▶ Source text:
▼
Since the Unicru assessment is based on the five-factor model (FFM) of personality it meets the first factor listed above. As set out in previous posts - ADA, FFM and DSM and Employment Assessments are Designed to Reveal an Impairment - assessments based on the FFM are designed to reveal an impairment of mental health, such as those listed in the DSM.
As to the second factor, whether the test is interpreted by a health care professional, the individuals who developed the Unicru assessment are psychologists, most of whom are members of the APA. In developing the Assessments, the psychologists establish the rules by which the assessments are to be interpreted (i.e., how the responses to the questions are to be scored, including whether the applicant receives a green, yellow or red rating).
According to the APA Model Act for State Licensure of Psychologists, “[t]he practice of psychology includes … (a) psychological testing and the evaluation or assessment of personal characteristics, such as intelligence; personality; cognitive, physical, and/or emotional abilities; … [and] (f) provision of direct services to … groups for the purpose of enhancing … organizational effectiveness, using psychological principles, methods, and/or procedures … for making decisions about the individual, such as selection …”
EEOC guidance states that psychologists are among the “variety of health professionals [that] may provide documentation regarding psychiatric disabilities” for ADA purposes. Accordingly, the psychologists who developed the Unicru assessment are "health care providers" for purposes of the ADA.
▲
▶ To do:
[A] Set down the part of the Unicru assessment passage that runs from "As to the second" to "or red rating).", word for word.
[B] Take the passage on the Unicru assessment and the ADA further from the point where it stops.

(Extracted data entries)
▼
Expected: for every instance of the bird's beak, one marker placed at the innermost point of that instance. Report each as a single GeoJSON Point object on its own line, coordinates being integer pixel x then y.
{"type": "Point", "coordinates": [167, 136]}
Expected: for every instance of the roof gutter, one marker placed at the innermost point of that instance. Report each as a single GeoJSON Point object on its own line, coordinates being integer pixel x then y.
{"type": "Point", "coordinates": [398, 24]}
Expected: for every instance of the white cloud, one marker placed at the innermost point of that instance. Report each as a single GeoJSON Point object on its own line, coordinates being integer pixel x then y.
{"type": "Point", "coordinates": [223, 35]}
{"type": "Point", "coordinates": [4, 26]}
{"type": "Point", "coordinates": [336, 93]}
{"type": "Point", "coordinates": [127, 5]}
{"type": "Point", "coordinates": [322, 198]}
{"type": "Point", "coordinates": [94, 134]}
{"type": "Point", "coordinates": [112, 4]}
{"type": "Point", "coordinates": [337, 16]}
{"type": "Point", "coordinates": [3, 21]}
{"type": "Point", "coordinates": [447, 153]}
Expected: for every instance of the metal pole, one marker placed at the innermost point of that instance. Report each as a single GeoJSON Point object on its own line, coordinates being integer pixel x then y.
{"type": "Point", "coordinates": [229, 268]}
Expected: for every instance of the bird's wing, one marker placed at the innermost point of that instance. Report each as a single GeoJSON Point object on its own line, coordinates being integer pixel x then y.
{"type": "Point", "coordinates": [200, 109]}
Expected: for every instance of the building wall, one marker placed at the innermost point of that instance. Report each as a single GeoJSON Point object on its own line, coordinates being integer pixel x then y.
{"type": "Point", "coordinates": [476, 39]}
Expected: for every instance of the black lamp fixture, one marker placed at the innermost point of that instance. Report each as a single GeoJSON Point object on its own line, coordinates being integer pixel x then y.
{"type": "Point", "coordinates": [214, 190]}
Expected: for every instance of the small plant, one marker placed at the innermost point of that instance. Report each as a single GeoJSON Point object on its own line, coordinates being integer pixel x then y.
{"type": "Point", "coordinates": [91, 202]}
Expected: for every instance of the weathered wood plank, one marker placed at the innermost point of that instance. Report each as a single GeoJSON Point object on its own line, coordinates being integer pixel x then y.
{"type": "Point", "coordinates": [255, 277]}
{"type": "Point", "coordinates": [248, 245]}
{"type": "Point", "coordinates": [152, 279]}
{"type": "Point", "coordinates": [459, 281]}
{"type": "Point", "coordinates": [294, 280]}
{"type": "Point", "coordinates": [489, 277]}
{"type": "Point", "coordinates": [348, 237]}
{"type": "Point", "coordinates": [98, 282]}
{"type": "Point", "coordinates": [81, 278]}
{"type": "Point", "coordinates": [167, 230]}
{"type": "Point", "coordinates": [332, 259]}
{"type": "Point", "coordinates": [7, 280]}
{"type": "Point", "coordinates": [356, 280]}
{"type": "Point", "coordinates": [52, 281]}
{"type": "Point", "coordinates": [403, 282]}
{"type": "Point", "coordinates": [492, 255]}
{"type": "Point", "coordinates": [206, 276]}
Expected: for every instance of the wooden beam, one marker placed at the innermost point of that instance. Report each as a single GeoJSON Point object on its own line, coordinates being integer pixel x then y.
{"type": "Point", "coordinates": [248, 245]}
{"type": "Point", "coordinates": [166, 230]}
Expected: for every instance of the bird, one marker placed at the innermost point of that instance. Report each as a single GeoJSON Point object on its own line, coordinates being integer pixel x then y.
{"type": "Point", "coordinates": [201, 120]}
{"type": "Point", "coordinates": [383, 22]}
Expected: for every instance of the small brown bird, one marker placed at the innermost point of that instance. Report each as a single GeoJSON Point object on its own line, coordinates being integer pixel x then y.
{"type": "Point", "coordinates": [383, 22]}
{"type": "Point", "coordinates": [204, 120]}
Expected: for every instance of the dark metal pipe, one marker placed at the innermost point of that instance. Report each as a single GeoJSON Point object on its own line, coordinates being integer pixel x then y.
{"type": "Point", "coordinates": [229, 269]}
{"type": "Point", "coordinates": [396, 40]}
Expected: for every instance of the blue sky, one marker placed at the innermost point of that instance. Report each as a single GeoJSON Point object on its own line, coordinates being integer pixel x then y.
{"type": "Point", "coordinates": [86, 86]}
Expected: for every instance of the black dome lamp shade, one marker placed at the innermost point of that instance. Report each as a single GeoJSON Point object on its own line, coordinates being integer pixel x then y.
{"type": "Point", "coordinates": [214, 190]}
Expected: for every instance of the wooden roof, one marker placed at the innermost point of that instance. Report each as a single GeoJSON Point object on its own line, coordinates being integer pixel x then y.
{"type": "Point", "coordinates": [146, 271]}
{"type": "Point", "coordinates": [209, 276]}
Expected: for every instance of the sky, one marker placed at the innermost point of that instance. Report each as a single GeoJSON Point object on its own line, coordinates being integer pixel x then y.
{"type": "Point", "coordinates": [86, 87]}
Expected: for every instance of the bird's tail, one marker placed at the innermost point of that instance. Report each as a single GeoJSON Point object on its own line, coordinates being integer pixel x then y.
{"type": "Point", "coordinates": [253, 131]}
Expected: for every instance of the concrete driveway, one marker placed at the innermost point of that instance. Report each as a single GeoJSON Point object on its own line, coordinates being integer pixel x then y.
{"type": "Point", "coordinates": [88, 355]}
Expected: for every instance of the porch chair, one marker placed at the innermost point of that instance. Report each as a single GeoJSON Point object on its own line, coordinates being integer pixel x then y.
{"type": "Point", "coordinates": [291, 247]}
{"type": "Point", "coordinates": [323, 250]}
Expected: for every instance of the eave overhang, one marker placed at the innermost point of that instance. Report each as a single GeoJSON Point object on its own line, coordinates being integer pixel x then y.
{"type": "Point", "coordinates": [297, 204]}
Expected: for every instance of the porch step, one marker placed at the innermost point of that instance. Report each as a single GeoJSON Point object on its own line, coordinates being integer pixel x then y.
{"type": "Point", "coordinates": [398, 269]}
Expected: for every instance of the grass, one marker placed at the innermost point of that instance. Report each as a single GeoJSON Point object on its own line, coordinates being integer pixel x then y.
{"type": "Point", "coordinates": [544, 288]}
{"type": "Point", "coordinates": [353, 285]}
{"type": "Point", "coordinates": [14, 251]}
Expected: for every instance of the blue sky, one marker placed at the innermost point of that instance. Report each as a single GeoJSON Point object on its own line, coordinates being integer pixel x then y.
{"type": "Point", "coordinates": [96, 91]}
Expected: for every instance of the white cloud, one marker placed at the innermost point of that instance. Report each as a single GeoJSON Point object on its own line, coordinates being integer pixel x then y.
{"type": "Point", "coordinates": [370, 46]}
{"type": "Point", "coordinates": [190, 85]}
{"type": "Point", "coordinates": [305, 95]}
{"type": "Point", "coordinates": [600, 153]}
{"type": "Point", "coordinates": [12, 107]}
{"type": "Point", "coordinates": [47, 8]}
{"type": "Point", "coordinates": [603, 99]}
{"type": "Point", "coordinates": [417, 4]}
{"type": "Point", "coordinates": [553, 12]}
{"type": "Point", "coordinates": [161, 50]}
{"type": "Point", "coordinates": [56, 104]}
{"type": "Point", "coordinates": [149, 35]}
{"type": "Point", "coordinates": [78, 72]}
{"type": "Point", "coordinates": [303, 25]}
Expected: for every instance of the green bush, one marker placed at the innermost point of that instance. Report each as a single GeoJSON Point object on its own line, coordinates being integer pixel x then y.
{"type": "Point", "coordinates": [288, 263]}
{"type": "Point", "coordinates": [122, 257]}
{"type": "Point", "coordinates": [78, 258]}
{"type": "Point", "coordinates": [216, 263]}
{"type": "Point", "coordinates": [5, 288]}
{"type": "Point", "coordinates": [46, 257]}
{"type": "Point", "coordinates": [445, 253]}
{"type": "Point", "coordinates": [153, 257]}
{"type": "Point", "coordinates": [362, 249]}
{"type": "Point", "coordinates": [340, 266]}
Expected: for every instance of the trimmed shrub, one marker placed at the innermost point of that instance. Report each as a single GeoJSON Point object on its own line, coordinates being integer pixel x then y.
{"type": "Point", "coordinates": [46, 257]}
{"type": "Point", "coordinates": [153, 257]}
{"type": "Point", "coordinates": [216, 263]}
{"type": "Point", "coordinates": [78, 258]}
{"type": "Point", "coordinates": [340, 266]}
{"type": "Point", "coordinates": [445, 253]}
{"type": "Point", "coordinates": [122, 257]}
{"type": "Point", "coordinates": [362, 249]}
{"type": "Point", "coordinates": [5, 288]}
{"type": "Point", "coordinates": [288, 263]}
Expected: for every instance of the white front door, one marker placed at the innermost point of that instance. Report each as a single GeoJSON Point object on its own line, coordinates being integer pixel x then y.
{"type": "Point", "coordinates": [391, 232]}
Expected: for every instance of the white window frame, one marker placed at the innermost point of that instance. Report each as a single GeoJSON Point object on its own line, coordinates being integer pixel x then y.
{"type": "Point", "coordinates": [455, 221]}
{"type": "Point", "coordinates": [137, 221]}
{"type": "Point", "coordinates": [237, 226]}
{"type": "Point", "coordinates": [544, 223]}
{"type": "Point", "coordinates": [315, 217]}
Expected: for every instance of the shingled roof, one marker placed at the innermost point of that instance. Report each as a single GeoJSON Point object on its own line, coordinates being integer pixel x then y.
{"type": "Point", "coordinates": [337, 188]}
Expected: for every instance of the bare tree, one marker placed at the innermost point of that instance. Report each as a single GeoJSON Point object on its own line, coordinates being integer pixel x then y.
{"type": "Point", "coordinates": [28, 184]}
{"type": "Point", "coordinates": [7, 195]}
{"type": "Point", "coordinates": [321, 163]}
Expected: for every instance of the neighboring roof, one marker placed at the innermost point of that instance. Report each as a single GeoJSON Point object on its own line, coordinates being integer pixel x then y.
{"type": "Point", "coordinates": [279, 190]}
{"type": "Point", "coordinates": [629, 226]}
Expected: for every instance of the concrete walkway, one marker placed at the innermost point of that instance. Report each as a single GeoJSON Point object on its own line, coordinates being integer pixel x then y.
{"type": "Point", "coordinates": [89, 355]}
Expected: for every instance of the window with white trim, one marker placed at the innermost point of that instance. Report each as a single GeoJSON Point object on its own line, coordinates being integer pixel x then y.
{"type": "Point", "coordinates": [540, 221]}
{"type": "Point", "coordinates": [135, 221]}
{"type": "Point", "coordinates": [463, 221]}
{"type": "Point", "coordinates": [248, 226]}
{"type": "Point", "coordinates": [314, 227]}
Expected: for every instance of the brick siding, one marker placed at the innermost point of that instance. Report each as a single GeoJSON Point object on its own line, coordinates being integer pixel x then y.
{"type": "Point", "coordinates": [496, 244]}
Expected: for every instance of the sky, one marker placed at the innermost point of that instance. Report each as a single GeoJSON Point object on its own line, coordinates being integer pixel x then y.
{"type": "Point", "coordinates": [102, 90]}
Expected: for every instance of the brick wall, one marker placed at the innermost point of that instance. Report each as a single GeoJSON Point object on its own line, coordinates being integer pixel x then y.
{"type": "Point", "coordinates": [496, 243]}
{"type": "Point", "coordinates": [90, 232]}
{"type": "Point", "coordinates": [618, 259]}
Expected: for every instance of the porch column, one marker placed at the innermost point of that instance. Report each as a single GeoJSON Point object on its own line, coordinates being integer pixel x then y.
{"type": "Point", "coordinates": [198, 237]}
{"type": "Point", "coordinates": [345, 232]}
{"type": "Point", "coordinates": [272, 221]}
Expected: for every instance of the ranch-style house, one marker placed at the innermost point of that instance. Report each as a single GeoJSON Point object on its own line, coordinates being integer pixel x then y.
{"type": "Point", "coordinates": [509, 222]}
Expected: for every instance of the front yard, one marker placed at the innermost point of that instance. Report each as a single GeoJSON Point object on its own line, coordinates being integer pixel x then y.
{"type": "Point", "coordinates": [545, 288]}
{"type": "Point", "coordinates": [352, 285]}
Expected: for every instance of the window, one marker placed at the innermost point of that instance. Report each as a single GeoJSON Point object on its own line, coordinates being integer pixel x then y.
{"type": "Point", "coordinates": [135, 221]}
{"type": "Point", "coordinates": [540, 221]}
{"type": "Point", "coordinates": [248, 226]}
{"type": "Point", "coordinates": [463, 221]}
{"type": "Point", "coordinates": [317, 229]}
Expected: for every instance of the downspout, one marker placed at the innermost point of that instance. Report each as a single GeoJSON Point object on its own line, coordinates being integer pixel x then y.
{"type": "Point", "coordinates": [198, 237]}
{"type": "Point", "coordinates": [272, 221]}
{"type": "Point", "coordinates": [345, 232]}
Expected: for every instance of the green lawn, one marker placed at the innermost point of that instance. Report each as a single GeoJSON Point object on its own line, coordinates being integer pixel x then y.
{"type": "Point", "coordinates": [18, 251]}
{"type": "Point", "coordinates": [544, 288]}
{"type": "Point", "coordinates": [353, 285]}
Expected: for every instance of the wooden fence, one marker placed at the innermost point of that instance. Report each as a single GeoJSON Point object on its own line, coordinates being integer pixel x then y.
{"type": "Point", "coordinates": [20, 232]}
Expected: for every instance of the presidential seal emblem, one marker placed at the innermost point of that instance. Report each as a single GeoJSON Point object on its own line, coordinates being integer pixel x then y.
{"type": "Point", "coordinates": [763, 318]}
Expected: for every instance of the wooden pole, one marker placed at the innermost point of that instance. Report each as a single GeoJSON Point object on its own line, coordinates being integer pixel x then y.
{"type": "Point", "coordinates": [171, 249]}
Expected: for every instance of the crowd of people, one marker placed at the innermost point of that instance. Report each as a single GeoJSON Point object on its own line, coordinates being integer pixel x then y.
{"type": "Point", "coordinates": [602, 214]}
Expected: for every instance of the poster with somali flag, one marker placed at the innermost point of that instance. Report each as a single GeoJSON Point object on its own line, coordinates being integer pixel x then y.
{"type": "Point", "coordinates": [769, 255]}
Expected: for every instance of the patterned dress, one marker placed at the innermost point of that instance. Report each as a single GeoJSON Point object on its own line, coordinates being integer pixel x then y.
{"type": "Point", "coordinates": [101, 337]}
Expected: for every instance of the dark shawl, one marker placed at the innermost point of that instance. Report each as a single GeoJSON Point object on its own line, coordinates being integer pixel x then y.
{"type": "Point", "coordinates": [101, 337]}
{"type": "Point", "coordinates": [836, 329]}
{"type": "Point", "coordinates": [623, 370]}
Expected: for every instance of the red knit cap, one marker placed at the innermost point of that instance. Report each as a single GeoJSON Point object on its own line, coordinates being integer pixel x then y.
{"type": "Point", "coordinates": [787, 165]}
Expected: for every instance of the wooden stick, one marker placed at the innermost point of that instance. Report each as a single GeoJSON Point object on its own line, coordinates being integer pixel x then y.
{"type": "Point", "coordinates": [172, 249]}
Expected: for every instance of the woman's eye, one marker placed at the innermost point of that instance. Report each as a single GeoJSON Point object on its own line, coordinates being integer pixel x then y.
▲
▶ Answers per task:
[A]
As to the second factor, whether the test is interpreted by a health care professional, the individuals who developed the Unicru assessment are psychologists, most of whom are members of the APA. In developing the Assessments, the psychologists establish the rules by which the assessments are to be interpreted (i.e., how the responses to the questions are to be scored, including whether the applicant receives a green, yellow or red rating).

[B]
The CVS Example
In July 2011, CVS and the Rhode Island Civil Liberties Union (ACLU) entered into a voluntary settlement addressing the ACLU’s complaint challenging CVS’s use of a pre-hire questionnaire that the ACLU claimed could have a discriminatory impact on people with certain mental impairments or disorders.
The CVS questionnaire contained statements to which applicants were required to respond, including: “You change from happy to sad without any reason,” “You get angry more often than nervous,” “Your moods are steady from day to day,” and “There’s no use having close friends; they always let you down.”
Responding to a complaint filed by the ACLU, the Rhode Island Commission for Human Rights had issued a finding in February 2011 that there was "probable cause" to believe that the questionnaire used by CVS violated state anti-discrimination laws that bar employers from eliciting information that pertain to job applicants' mental or physical disabilities.
Although employers may legally ask questions designed to help determine an applicant’s personality or aptitude for a job, the ACLU’s complaint argued that questions found in the CVS pre-offer assessment “could have the effect of discriminating against applicants with certain mental impairments or disorders, and go beyond merely measuring general personality traits.”
Pursuant to the settlement agreement, CVS agreed to permanently remove the questions at issue from its online application.
Systemic Risk to Employers
The success of workforce science companies in developing employment personality and assessment tests over the past twenty years has created "systemic risk" for their employer customers. If one employer has violated the law and subjected itself to significant liability as a consequence of its use of an assessment provided by a workforce science company, then all customers of that company are similarly at risk. Workforce science companies provide their services to thousands of employers, including many of the largest employers in the U.S.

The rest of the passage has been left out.